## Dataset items
----
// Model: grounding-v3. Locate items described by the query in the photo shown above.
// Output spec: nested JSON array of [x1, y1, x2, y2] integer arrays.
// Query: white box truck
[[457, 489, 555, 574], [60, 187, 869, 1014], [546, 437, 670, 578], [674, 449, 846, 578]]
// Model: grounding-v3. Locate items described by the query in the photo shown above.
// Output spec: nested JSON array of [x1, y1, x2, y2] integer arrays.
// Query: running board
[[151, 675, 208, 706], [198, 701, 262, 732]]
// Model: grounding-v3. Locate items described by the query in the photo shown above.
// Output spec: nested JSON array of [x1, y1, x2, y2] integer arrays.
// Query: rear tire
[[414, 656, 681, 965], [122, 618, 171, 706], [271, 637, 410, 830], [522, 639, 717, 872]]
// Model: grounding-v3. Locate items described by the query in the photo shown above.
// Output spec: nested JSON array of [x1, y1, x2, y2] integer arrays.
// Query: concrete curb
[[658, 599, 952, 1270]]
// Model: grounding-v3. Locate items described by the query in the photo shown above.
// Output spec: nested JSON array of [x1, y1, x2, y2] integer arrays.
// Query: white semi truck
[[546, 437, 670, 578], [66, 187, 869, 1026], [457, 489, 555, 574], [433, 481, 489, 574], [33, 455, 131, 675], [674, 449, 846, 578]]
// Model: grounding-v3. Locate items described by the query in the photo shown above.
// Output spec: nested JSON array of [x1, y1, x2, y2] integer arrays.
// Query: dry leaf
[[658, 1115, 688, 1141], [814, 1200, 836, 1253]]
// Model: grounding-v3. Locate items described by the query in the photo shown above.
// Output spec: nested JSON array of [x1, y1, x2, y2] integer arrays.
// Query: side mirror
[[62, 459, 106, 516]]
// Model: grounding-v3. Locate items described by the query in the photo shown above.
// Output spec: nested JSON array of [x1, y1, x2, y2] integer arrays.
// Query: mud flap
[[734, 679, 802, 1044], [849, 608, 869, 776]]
----
Please pick out every line of the records above that contains the word "white", matching case exactly, and copy each one.

## Result of the exercise
// Query: white box truck
// Query: white semi truck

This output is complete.